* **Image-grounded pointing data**

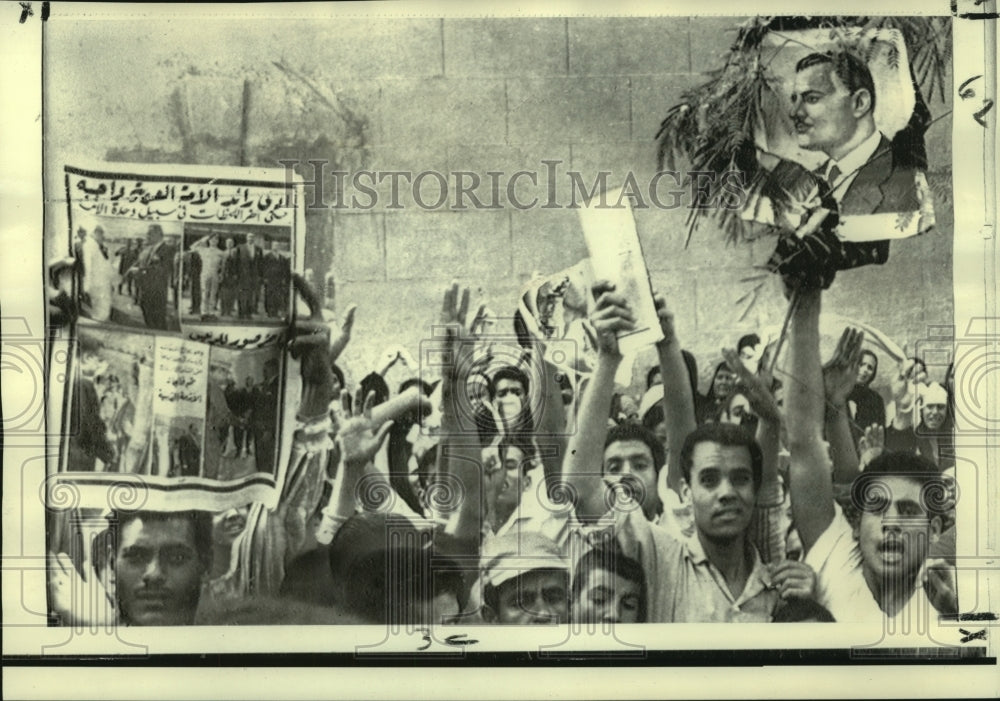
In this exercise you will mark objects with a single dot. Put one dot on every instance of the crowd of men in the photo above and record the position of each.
(779, 504)
(528, 493)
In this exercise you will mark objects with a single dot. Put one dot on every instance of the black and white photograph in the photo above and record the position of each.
(515, 340)
(128, 272)
(110, 424)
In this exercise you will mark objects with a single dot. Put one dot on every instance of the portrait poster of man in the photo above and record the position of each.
(434, 451)
(842, 134)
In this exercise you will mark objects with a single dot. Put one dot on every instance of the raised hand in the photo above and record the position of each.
(793, 579)
(666, 318)
(904, 385)
(611, 315)
(870, 445)
(310, 344)
(359, 436)
(756, 387)
(840, 374)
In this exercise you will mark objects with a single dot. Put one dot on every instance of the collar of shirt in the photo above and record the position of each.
(758, 580)
(851, 163)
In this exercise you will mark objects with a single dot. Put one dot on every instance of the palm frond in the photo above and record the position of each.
(713, 125)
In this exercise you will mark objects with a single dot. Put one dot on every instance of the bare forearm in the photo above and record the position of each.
(584, 457)
(805, 394)
(842, 451)
(678, 407)
(809, 473)
(459, 459)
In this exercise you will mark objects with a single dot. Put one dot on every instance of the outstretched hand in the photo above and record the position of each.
(870, 445)
(904, 384)
(310, 344)
(77, 601)
(793, 579)
(611, 315)
(666, 318)
(360, 437)
(840, 374)
(757, 388)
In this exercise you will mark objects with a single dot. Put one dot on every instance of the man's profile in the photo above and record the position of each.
(833, 111)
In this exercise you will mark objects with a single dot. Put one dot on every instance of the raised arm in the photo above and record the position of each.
(839, 377)
(810, 469)
(766, 531)
(678, 399)
(272, 538)
(582, 468)
(459, 454)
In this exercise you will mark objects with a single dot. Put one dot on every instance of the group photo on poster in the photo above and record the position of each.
(233, 272)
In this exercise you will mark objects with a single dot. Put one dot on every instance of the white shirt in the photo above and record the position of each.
(840, 579)
(849, 165)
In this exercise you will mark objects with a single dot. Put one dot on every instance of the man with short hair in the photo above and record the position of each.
(249, 261)
(160, 561)
(834, 112)
(717, 574)
(152, 272)
(99, 274)
(608, 587)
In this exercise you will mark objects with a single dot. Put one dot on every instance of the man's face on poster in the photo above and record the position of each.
(825, 115)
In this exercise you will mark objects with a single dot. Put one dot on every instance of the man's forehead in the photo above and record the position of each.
(710, 453)
(820, 77)
(628, 449)
(173, 530)
(901, 488)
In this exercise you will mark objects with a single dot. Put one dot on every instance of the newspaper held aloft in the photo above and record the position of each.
(174, 376)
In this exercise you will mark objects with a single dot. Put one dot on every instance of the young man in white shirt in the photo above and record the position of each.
(877, 569)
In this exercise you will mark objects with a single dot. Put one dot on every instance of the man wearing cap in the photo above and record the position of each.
(932, 438)
(525, 580)
(152, 273)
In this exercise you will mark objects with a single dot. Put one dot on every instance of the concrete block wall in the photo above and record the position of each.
(473, 95)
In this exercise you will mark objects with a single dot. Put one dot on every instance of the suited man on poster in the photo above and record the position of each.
(834, 112)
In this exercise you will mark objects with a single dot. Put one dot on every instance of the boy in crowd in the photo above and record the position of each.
(877, 569)
(717, 575)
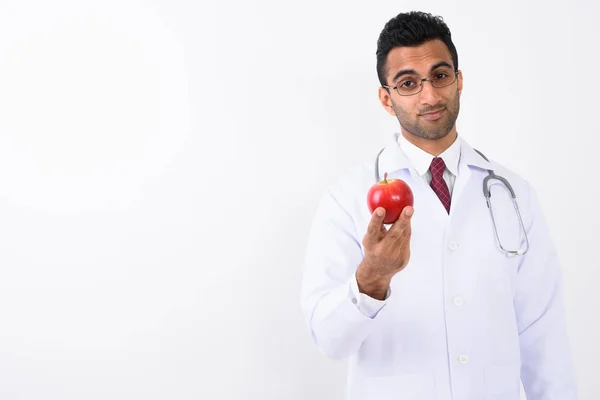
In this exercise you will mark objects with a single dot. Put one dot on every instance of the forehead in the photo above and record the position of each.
(420, 58)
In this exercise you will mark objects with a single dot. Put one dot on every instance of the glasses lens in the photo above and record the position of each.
(443, 77)
(408, 85)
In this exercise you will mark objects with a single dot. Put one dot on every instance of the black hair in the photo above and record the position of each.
(411, 29)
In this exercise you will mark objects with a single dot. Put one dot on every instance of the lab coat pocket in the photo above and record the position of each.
(502, 382)
(405, 387)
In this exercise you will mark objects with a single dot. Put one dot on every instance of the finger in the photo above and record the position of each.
(402, 222)
(376, 227)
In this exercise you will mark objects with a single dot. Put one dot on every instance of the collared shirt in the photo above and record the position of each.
(420, 160)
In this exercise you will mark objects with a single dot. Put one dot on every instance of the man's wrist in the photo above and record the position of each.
(372, 283)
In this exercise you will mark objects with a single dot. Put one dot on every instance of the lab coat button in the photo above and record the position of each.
(458, 301)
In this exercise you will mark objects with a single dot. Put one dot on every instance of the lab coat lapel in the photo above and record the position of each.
(469, 158)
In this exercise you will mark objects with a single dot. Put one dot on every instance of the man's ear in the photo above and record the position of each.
(386, 100)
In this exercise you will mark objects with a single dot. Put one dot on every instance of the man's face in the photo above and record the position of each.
(415, 112)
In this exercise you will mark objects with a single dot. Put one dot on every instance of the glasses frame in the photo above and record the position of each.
(421, 85)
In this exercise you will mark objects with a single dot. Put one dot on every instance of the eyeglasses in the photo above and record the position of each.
(410, 84)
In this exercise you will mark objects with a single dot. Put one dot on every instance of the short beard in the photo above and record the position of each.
(429, 133)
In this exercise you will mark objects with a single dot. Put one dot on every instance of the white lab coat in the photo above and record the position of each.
(463, 321)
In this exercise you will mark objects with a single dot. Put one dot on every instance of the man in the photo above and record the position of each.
(435, 306)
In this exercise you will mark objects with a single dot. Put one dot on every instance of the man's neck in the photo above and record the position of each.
(433, 147)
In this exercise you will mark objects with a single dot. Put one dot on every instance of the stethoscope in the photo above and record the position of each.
(488, 195)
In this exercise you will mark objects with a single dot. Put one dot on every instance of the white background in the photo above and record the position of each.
(161, 161)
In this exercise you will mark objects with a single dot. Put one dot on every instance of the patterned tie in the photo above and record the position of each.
(437, 181)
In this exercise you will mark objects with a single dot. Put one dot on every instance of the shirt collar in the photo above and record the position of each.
(421, 160)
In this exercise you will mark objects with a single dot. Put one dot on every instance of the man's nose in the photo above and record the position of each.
(429, 94)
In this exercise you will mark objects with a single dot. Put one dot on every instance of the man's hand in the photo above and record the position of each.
(386, 252)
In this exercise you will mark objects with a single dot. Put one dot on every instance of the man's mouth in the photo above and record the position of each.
(432, 116)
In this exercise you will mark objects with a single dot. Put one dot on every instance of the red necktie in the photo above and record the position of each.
(437, 181)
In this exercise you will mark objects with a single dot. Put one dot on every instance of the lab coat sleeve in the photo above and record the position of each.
(547, 370)
(365, 303)
(333, 253)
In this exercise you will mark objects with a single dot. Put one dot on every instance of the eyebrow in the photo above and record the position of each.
(412, 71)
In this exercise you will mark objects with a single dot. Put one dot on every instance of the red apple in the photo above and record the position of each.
(391, 194)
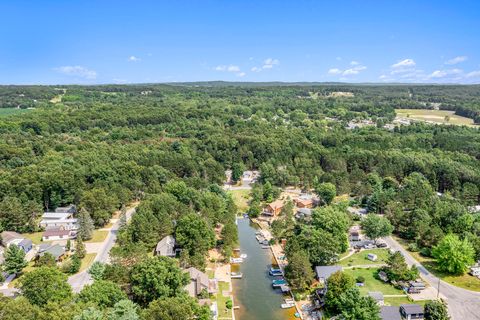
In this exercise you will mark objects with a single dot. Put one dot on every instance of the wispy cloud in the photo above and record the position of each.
(77, 71)
(456, 60)
(134, 59)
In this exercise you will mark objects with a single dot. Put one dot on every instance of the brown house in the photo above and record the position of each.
(274, 208)
(304, 202)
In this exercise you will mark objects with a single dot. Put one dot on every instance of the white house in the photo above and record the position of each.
(58, 220)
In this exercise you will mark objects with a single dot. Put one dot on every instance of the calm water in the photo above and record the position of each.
(254, 293)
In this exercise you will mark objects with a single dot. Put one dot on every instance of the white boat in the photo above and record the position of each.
(236, 260)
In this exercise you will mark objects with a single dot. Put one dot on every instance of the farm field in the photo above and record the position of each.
(435, 116)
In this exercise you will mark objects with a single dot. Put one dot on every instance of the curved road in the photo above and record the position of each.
(462, 304)
(79, 280)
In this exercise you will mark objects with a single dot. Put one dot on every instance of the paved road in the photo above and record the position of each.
(79, 280)
(462, 304)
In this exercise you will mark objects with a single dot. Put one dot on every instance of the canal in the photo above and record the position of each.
(254, 293)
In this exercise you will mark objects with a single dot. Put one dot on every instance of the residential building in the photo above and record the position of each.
(11, 237)
(324, 272)
(62, 220)
(411, 311)
(390, 313)
(378, 297)
(58, 234)
(166, 247)
(56, 250)
(199, 281)
(274, 208)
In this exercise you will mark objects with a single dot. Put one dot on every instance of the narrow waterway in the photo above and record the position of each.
(254, 293)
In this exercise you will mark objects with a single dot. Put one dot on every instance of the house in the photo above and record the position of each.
(57, 234)
(62, 220)
(372, 257)
(199, 281)
(303, 213)
(411, 311)
(390, 313)
(69, 209)
(324, 272)
(475, 271)
(274, 208)
(354, 236)
(166, 247)
(56, 250)
(377, 296)
(11, 237)
(304, 202)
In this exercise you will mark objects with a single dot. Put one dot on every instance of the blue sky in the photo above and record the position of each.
(88, 42)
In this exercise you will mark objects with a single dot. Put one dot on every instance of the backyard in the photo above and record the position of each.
(360, 258)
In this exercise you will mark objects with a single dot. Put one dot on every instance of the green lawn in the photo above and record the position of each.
(241, 198)
(87, 261)
(371, 283)
(223, 312)
(465, 281)
(98, 236)
(360, 258)
(36, 237)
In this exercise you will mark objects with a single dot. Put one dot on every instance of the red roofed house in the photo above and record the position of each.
(274, 208)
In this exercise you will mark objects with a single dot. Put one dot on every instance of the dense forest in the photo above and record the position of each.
(102, 147)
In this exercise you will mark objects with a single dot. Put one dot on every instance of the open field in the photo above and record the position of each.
(5, 112)
(435, 116)
(360, 258)
(241, 199)
(98, 236)
(371, 283)
(464, 281)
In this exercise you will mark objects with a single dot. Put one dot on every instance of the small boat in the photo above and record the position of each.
(236, 260)
(278, 283)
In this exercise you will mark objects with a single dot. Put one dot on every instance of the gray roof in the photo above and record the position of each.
(376, 295)
(326, 271)
(411, 308)
(390, 313)
(166, 247)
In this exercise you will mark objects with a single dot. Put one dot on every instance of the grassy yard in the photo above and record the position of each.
(36, 237)
(371, 283)
(437, 116)
(87, 261)
(360, 258)
(98, 236)
(223, 311)
(465, 281)
(241, 199)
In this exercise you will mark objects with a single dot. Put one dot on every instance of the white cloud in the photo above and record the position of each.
(354, 70)
(77, 71)
(229, 68)
(473, 74)
(406, 63)
(334, 71)
(456, 60)
(133, 59)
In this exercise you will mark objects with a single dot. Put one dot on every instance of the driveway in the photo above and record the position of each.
(79, 280)
(462, 304)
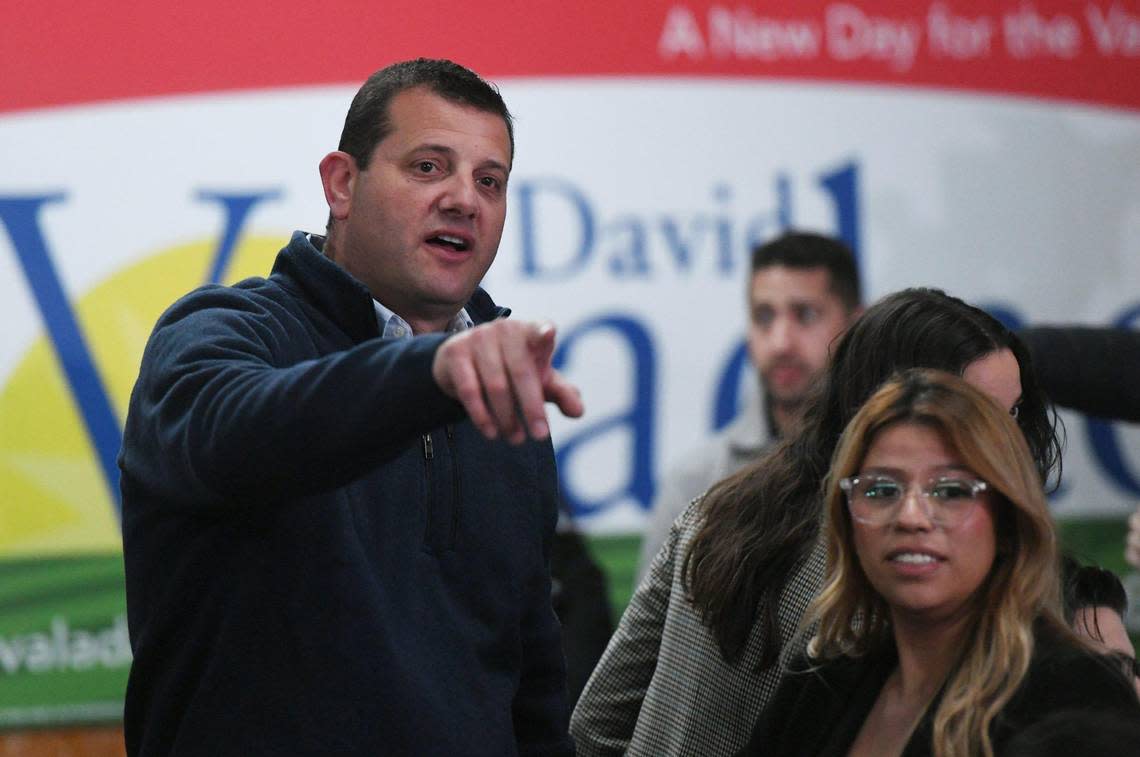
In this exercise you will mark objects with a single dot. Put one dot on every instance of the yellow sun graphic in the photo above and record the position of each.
(53, 496)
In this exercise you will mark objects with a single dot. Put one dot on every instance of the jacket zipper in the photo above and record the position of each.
(429, 456)
(455, 483)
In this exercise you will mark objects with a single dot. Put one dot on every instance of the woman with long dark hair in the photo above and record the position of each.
(941, 626)
(697, 653)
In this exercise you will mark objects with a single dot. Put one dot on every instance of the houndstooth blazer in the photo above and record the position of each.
(662, 688)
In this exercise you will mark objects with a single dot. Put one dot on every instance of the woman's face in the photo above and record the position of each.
(923, 571)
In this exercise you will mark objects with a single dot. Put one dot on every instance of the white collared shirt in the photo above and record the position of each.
(392, 326)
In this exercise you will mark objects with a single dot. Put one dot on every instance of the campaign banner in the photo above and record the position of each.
(990, 149)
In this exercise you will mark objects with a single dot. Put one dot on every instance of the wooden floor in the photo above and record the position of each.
(100, 741)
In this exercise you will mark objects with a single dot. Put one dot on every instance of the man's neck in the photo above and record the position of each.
(786, 416)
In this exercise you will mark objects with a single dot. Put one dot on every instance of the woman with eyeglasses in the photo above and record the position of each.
(701, 648)
(941, 627)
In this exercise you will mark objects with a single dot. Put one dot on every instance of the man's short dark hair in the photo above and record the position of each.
(807, 250)
(367, 121)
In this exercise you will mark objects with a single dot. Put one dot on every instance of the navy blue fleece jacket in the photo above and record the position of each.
(323, 554)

* **Aim of the task**
All lines from the one containing "of the wooden" through the last line of the data, both included, are to be retyped exactly, and no other line belongs in the answer.

* **Solution below**
In this exercise you will mark objects with a single dot. Put one dot on every instance of the wooden floor in the photo above and record the position of each.
(100, 741)
In this exercise you will mark objects with a single dot. Put one dot on every instance of the man's neck in the photo above and record the position of each.
(786, 416)
In this exercise you will mark objects with a single dot. Put one dot on every instance of the woman with eyeglasses in the photo above and record the position of each.
(701, 648)
(941, 627)
In this exercise you will mark objects with a single dot. Put one dot on every instance of the man's short dark hair in the photo above and record the position of each.
(807, 250)
(367, 121)
In this exercise you will mark objects with a single dot. Put one dot on every instance of the navy blue fleece jacket in the photo above and record the position of each.
(323, 554)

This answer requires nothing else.